- _Source data_
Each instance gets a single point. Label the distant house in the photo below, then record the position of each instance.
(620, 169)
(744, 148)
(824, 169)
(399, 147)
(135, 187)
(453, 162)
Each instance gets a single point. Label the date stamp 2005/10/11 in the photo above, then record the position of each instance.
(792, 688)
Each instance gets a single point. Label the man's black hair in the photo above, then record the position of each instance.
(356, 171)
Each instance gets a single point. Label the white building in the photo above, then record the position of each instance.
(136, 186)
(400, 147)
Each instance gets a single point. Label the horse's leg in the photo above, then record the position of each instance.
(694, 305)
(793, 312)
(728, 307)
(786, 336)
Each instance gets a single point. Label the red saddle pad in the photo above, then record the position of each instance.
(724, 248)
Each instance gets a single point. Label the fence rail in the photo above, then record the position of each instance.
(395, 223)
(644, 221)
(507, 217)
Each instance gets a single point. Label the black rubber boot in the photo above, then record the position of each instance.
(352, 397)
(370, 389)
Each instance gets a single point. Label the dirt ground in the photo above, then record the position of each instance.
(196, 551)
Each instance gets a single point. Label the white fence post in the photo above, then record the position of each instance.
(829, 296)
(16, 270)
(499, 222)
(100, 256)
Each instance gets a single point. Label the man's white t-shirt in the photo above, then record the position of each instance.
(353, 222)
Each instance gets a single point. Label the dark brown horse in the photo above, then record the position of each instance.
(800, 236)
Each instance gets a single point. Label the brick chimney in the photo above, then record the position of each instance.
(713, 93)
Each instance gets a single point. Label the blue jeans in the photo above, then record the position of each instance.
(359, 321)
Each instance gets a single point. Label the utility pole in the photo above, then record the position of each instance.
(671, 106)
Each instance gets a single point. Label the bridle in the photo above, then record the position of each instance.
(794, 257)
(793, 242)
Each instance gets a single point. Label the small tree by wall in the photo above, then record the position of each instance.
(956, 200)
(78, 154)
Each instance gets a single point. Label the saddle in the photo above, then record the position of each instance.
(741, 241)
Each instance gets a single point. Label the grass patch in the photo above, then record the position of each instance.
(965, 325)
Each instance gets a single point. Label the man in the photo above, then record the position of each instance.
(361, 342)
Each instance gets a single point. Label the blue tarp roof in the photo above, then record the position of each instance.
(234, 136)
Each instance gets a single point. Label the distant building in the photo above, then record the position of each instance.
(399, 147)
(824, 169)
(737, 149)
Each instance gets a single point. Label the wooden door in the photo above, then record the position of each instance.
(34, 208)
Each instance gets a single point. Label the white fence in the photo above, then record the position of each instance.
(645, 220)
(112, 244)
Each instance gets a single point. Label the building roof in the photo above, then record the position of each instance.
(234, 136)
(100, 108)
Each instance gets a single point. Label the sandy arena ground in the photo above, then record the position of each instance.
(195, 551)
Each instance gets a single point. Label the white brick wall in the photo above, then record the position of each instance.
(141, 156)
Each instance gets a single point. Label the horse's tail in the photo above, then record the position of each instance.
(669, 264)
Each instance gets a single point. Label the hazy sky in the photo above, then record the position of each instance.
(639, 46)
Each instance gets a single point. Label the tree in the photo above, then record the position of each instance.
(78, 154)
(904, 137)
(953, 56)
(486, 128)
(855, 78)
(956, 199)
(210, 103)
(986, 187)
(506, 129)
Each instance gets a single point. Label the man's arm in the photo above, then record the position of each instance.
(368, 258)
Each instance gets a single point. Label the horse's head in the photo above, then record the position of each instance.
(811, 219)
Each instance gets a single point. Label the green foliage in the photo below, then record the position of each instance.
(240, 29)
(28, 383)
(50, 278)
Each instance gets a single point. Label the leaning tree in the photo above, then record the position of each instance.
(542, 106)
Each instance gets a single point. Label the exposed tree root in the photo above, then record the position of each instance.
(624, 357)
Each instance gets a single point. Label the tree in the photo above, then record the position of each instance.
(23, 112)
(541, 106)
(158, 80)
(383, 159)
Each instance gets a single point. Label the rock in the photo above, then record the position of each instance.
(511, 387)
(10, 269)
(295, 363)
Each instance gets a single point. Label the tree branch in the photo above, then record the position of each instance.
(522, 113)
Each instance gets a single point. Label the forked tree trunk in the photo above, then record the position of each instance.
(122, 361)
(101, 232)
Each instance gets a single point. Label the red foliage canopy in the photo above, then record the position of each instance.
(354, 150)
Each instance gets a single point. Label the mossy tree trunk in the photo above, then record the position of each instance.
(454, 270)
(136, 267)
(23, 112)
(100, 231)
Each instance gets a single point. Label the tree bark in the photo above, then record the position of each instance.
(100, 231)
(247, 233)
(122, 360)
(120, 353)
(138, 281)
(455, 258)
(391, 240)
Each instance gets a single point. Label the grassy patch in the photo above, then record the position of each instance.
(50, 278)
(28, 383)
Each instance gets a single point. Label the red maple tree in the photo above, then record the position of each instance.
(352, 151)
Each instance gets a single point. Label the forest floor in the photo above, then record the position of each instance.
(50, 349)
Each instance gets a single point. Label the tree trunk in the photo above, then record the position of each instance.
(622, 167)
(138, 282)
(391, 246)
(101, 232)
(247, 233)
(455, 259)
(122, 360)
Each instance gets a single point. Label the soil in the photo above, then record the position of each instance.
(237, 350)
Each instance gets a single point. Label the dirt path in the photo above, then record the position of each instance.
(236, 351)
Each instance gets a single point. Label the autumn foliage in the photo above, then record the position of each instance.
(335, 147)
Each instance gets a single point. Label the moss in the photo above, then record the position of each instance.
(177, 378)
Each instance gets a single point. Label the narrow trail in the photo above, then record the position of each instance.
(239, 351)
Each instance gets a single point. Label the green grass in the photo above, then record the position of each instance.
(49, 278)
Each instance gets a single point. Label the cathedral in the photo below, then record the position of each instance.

- _What the exercise asks_
Reproduce the entire listing with every occurrence of "record the position" changed to "note the location", leaving all other text unaltered.

- _Written answer_
Each instance gets a single point. Label the distant house in the photo below, then note the location of each instance.
(620, 169)
(744, 148)
(824, 169)
(399, 147)
(135, 187)
(453, 162)
Each instance gets a single point. Label the date stamp 2005/10/11 in the photo above, then note the location of each instance.
(792, 688)
Each instance gets a single point. Label the man's black hair in the photo above, then note the location of each instance.
(356, 171)
Each instance gets a single point. Label the white building in the photo above, then note the location of each instance.
(136, 186)
(400, 147)
Each instance gets a single point. Label the horse's leg in the photo above, then note the location of each instance.
(694, 305)
(793, 312)
(728, 307)
(786, 336)
Each instance gets a single point. Label the red saddle pad in the photo above, then note the location of each instance.
(724, 248)
Each instance gets a single point. Label the fence rail in the photo above, then note the location of each instance.
(395, 223)
(644, 221)
(507, 217)
Each instance gets a single point. Label the black rubber boot in the photo above, then note the location of each instance.
(352, 397)
(370, 389)
Each instance gets a single point. Label the dirt ground in the photo above, then note the location of each instance.
(196, 551)
Each instance gets a single point. Label the white fence post in the photo above, then note the location of each instance.
(829, 296)
(16, 270)
(499, 222)
(100, 256)
Each instance gets a single point. Label the man's white t-shirt in the photo above, then note the location of each instance.
(353, 222)
Each instance gets a single point. Label the dark brown horse in the photo above, then note the location of each instance.
(800, 236)
Each instance gets a single point. Label the brick chimney in the photo above, then note the location of each instance.
(713, 93)
Each instance gets a single point. Label the blue jeans in the photo above, then note the location of each instance.
(359, 321)
Each instance gets a single point. Label the utility pole in the photo above, then note the location of each instance.
(671, 106)
Each instance gets a single point. Label the bridle in the photo above, then note the location of each instance.
(794, 257)
(793, 242)
Each instance gets a single point. Label the small tree by wall in the photo above, then note the location of each instance.
(956, 200)
(78, 154)
Each instance gets a single point. Label the saddle in the photo above, then note the location of each instance.
(741, 241)
Each instance gets a single point. Label the grass patch in the photo above, then note the location of each instance.
(965, 325)
Each instance gets a single point. Label the man in the photo above, then note the location of each instance.
(361, 342)
Each instance gets a single point. Label the blue tarp roof in the photo above, then note the location of each instance.
(234, 136)
Each instance gets a single point. Label the distant building in the photo above, then note the location of each instance.
(399, 147)
(824, 169)
(737, 149)
Each instance gets a single point. Label the wooden door in the photo above, then note the location of each instance.
(34, 208)
Each instance gets a single point. Label the white fence in the photo above, then note the location of each instance.
(645, 220)
(112, 244)
Each instance gets a single point. Label the building roof in the photo above, then note the location of each instance.
(234, 136)
(100, 108)
Each instance gets a single point. Label the sandy arena ground in the photo above, then note the location of each instance.
(195, 551)
Each instance gets a single point. Label the white brick wall in the photo above, then note the location of each instance.
(141, 156)
Each instance gets a single point. Label the horse's tail in the photo above, then note the location of each instance.
(669, 264)
Each instance gets a single point. Label the hazy sky in the photo above, then note the location of each instance.
(639, 46)
Each instance gets a single point. Label the tree in the photo above, then note the location of each instance.
(78, 154)
(904, 137)
(953, 56)
(486, 128)
(855, 78)
(956, 199)
(210, 103)
(986, 187)
(506, 129)
Each instance gets a single point. Label the man's arm in the photo above, then note the location of each instance.
(368, 258)
Each instance gets a single point. Label the horse's head in the photo above, then note the location of each instance.
(811, 219)
Each instance gets a single point. Label the green foliage in the photo below, then note the location of each instance.
(240, 29)
(28, 383)
(50, 278)
Each instance gets a single point. Label the leaning tree in the photo above, then note the location of each instance.
(542, 106)
Each instance gets a single point. Label the exposed tree root in the photo above, then note the location of each instance.
(624, 357)
Each instance gets a single point. Label the tree in the photo above, then note the location of each instance.
(23, 112)
(541, 106)
(158, 80)
(383, 159)
Each instance gets a single point. Label the rock in the photo above, then note the location of each instance.
(511, 387)
(10, 269)
(295, 363)
Each instance gets a single point. Label the tree branch in the photo above, then note the location of each instance.
(522, 113)
Each instance gets a single point. Label the forked tree trunk in the photo above, then note the location of each instance.
(122, 361)
(101, 232)
Each instance gets a single point. Label the red foliage canopy in the photo above, then note the location of each instance.
(354, 150)
Each instance gets a single point. Label the mossy tree trunk in the photo above, then note the location of each instance.
(454, 270)
(136, 267)
(23, 112)
(100, 231)
Each instance gets a single point. Label the tree bark in the photo above, then note the location of each instance.
(100, 231)
(247, 233)
(122, 360)
(120, 353)
(138, 281)
(455, 258)
(391, 240)
Each instance gets a single point. Label the grassy patch in the photo above, then note the location of each instance.
(50, 278)
(28, 383)
Each instance gets a single point. Label the red maple tree in the photo above, then note the location of each instance.
(352, 151)
Each instance gets a single point. Label the forest floor in the photo above, then note the location of each instance.
(50, 349)
Each instance gets a single point. Label the tree trunk in the photo above, then note the location of each instance.
(622, 167)
(138, 282)
(391, 246)
(101, 232)
(247, 233)
(455, 259)
(122, 360)
Each instance gets a single point. Label the soil in the photo above, then note the location of each instance.
(237, 350)
Each instance gets a single point. Label the dirt path in the photo above, then note the location of each instance.
(236, 351)
Each instance gets a single point. Label the autumn foliage in the photo above, then note the location of each instance.
(335, 147)
Each instance gets a single point. Label the moss in the photo above, then note the location of each instance.
(177, 378)
Each instance gets a single point. Label the narrow trail in the photo above, then note the location of each instance.
(239, 351)
Each instance gets a single point. Label the green grass in the photo above, then note the location of each instance.
(49, 278)
Each instance gets a single point. Label the cathedral in the photo below, then note the location of each instance.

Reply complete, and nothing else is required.